• Brief 1
From the article on Americans without health insurance, reproduce word for word the part starting with "Setting aside the" and going on through "live without it.".
• Brief 2
In the article on Americans without health insurance, what share of the uninsured does not qualify for help from the Affordable Care Act, according to nonprofit research?
• Brief 3
Sum up the article on Americans without health insurance in two sentences.

• Source extract
▶
White House press secretary Sean Spicer posted a tweet Wednesday bemoaning the 28 million Americans who remain uninsured under the Affordable Care Act.
Setting aside the fact that the Trump administration has supported legislation that would cause millions more Americans to lose coverage — something I wrote about in more detail here — it is worth taking a moment to look at who these 28 million people are, and why they lack coverage. Among them are unauthorized immigrants, low-income people in states that didn’t expand Medicaid, people who decided insurance was too expensive, and some who just decided to take the risk and live without it.
Nonprofits, which have done a lot of great research on this question, find that about half of the uninsured population doesn’t qualify for help from the Affordable Care Act. The other half, for various reasons, have not enrolled in coverage:
Undocumented workers, some low-income Americans ineligible for Obamacare programs
The Affordable Care Act bars undocumented workers from using the health care law’s marketplaces. This isn’t just about using the tax credits; undocumented workers are not allowed to use their own money to buy coverage through Healthcare.gov, either.
◀
• Record extracts
▶
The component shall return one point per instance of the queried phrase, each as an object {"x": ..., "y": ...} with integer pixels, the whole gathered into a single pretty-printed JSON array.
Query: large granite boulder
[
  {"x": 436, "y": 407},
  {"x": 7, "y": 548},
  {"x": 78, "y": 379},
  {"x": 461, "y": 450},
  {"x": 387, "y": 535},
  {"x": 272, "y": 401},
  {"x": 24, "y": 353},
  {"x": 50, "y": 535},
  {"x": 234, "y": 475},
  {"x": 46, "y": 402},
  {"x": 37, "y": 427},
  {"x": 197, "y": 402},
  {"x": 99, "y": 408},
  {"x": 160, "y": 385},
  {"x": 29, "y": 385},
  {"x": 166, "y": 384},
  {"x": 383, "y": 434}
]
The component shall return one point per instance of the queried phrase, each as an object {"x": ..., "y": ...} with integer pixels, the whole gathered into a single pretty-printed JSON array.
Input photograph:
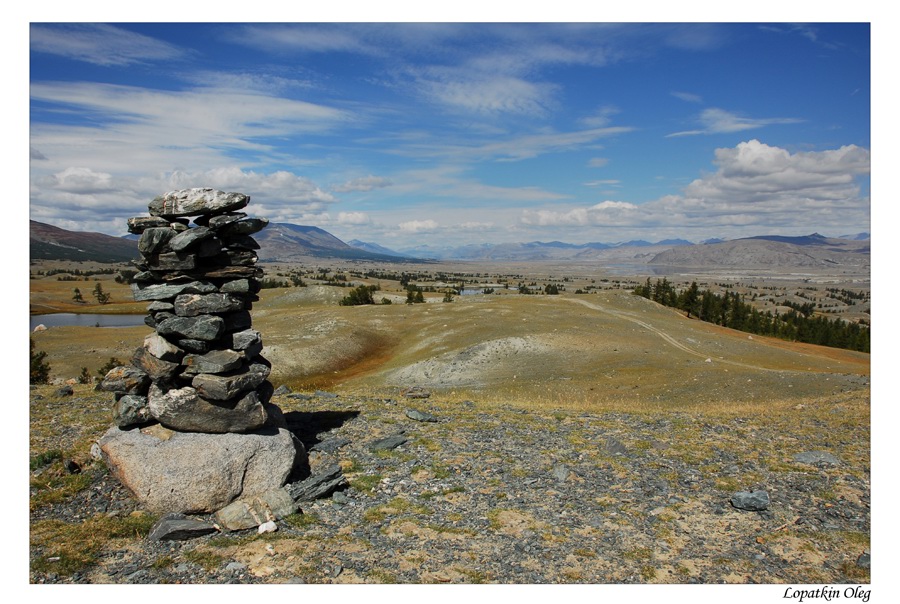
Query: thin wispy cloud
[
  {"x": 718, "y": 121},
  {"x": 105, "y": 45},
  {"x": 688, "y": 97},
  {"x": 515, "y": 130}
]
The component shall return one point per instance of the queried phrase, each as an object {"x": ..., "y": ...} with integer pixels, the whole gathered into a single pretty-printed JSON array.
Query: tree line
[{"x": 730, "y": 310}]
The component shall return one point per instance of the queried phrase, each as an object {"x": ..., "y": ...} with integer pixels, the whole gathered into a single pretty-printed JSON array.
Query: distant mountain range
[
  {"x": 284, "y": 242},
  {"x": 48, "y": 242},
  {"x": 772, "y": 251}
]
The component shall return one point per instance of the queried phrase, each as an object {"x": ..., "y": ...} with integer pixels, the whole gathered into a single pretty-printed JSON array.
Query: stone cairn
[{"x": 195, "y": 430}]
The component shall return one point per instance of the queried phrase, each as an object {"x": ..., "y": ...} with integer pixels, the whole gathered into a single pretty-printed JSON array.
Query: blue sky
[{"x": 457, "y": 133}]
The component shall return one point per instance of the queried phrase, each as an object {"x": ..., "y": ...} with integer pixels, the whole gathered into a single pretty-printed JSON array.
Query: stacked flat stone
[
  {"x": 195, "y": 430},
  {"x": 205, "y": 372}
]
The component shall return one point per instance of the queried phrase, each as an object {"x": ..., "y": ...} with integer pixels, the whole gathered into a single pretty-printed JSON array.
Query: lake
[{"x": 85, "y": 320}]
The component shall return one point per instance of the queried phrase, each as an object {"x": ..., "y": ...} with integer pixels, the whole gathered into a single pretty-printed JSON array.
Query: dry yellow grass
[{"x": 607, "y": 350}]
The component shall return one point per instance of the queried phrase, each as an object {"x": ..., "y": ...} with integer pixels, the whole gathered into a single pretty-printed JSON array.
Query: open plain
[{"x": 592, "y": 437}]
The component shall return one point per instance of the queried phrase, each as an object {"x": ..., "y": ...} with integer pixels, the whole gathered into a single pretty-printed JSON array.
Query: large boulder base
[{"x": 192, "y": 473}]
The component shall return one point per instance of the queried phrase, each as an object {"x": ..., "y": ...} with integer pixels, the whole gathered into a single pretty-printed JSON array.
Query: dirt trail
[{"x": 668, "y": 338}]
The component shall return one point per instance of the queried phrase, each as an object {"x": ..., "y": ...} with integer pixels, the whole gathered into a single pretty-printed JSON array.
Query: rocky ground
[{"x": 490, "y": 494}]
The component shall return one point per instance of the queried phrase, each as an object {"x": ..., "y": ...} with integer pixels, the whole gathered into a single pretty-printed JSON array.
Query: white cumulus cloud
[
  {"x": 363, "y": 184},
  {"x": 418, "y": 226},
  {"x": 756, "y": 189},
  {"x": 353, "y": 218}
]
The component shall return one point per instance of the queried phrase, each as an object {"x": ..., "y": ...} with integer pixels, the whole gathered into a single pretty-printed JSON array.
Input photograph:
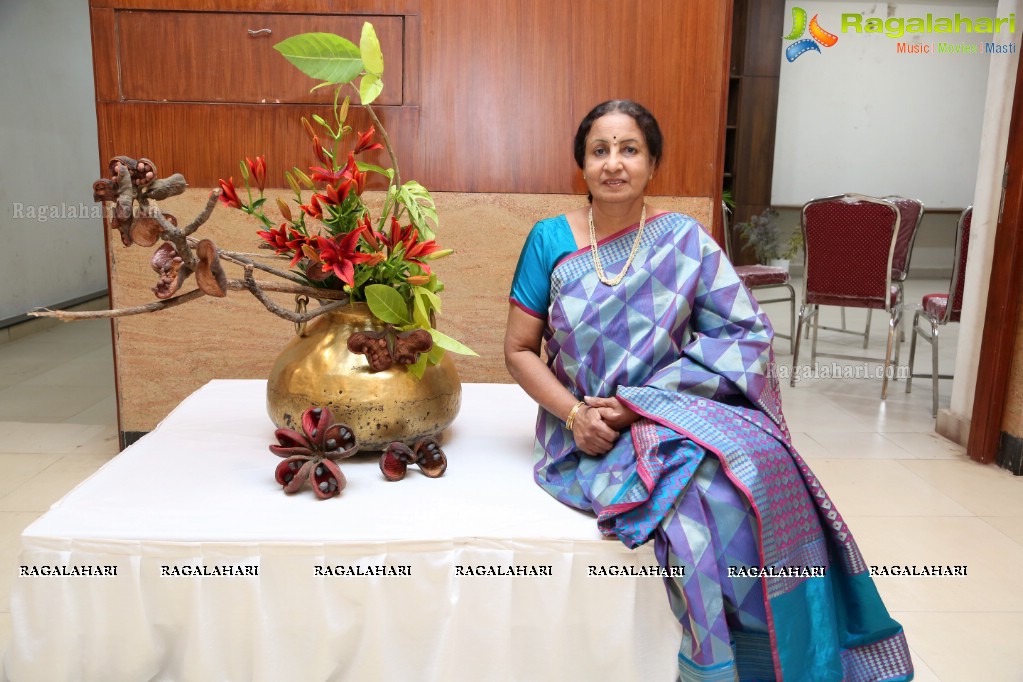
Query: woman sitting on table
[{"x": 660, "y": 412}]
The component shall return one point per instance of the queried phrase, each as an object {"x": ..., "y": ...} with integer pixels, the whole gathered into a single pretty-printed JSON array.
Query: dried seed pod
[
  {"x": 169, "y": 266},
  {"x": 339, "y": 442},
  {"x": 287, "y": 469},
  {"x": 432, "y": 460},
  {"x": 104, "y": 189},
  {"x": 395, "y": 461},
  {"x": 291, "y": 443},
  {"x": 409, "y": 345},
  {"x": 145, "y": 172},
  {"x": 301, "y": 476},
  {"x": 373, "y": 345},
  {"x": 327, "y": 480},
  {"x": 210, "y": 275},
  {"x": 166, "y": 187},
  {"x": 145, "y": 231}
]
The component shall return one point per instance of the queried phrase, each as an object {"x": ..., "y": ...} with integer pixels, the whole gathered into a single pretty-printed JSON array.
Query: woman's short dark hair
[{"x": 645, "y": 120}]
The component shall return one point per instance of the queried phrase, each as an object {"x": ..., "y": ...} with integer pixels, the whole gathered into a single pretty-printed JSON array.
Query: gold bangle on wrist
[{"x": 572, "y": 415}]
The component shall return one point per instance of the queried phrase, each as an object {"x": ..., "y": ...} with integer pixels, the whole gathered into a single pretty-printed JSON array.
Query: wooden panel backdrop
[{"x": 484, "y": 101}]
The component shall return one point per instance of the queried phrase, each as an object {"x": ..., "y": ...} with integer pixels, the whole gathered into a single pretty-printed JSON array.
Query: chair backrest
[
  {"x": 848, "y": 243},
  {"x": 954, "y": 307},
  {"x": 910, "y": 214}
]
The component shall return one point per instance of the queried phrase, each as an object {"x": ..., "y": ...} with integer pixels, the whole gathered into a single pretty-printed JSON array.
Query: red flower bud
[{"x": 228, "y": 194}]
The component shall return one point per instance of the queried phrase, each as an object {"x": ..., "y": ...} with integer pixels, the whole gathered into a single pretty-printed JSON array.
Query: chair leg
[
  {"x": 888, "y": 353},
  {"x": 901, "y": 298},
  {"x": 934, "y": 369},
  {"x": 813, "y": 346},
  {"x": 795, "y": 350},
  {"x": 913, "y": 350},
  {"x": 898, "y": 346},
  {"x": 792, "y": 319}
]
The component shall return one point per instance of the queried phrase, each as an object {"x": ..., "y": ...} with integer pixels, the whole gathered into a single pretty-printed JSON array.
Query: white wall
[
  {"x": 859, "y": 117},
  {"x": 50, "y": 156}
]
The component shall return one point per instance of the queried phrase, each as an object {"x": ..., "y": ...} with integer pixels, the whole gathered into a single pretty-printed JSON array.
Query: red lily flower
[
  {"x": 319, "y": 151},
  {"x": 284, "y": 239},
  {"x": 313, "y": 209},
  {"x": 319, "y": 174},
  {"x": 337, "y": 195},
  {"x": 257, "y": 170},
  {"x": 371, "y": 236},
  {"x": 420, "y": 248},
  {"x": 341, "y": 257},
  {"x": 364, "y": 141},
  {"x": 228, "y": 194},
  {"x": 360, "y": 182},
  {"x": 400, "y": 235}
]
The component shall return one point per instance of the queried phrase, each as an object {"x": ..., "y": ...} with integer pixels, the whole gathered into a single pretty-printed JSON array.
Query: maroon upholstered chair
[
  {"x": 848, "y": 246},
  {"x": 940, "y": 309},
  {"x": 762, "y": 277},
  {"x": 910, "y": 214}
]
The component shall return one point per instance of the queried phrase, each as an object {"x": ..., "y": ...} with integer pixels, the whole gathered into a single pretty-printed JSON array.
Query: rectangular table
[{"x": 197, "y": 494}]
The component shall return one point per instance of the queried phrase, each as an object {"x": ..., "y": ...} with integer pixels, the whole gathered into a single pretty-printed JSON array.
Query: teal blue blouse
[{"x": 548, "y": 242}]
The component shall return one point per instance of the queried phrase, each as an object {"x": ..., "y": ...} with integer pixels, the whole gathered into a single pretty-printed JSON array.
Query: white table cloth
[{"x": 198, "y": 491}]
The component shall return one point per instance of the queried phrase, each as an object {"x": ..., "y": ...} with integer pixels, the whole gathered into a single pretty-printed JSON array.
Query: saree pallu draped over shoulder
[{"x": 772, "y": 586}]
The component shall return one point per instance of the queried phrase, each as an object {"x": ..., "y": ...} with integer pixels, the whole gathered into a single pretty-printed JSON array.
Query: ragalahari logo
[{"x": 817, "y": 36}]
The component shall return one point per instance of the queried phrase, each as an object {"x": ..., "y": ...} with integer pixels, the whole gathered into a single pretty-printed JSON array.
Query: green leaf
[
  {"x": 388, "y": 172},
  {"x": 449, "y": 344},
  {"x": 436, "y": 354},
  {"x": 372, "y": 57},
  {"x": 433, "y": 299},
  {"x": 369, "y": 88},
  {"x": 322, "y": 55},
  {"x": 387, "y": 304},
  {"x": 419, "y": 314},
  {"x": 417, "y": 368}
]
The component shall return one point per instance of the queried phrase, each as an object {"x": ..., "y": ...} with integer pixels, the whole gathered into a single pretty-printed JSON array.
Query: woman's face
[{"x": 617, "y": 166}]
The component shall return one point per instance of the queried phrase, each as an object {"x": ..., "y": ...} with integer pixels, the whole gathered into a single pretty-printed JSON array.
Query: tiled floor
[{"x": 909, "y": 496}]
◀
• Worked solution 1
Setting aside the fact that the Trump administration has supported legislation that would cause millions more Americans to lose coverage — something I wrote about in more detail here — it is worth taking a moment to look at who these 28 million people are, and why they lack coverage. Among them are unauthorized immigrants, low-income people in states that didn’t expand Medicaid, people who decided insurance was too expensive, and some who just decided to take the risk and live without it.

• Worked solution 2
About half.

• Worked solution 3
After Sean Spicer tweeted about the 28 million Americans still uninsured under the Affordable Care Act, the article looks at who these people are, including unauthorized immigrants, low-income people in states that didn't expand Medicaid, and people who found insurance too expensive or chose to go without it. Nonprofit research finds that about half of them don't qualify for help from the law, which bars undocumented workers from buying coverage through its marketplaces even with their own money.